WHAT TO WORK ON >>
Return each entry exactly, with none missing.

(Stored dataset items)

====================

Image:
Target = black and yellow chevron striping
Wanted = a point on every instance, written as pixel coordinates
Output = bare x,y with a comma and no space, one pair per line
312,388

====================

OUTPUT BELOW >>
Image:
Target = black and yellow chevron striping
Wanted = a point on every instance, written as pixel coordinates
Output = bare x,y with a comma and no space, one pair per line
312,388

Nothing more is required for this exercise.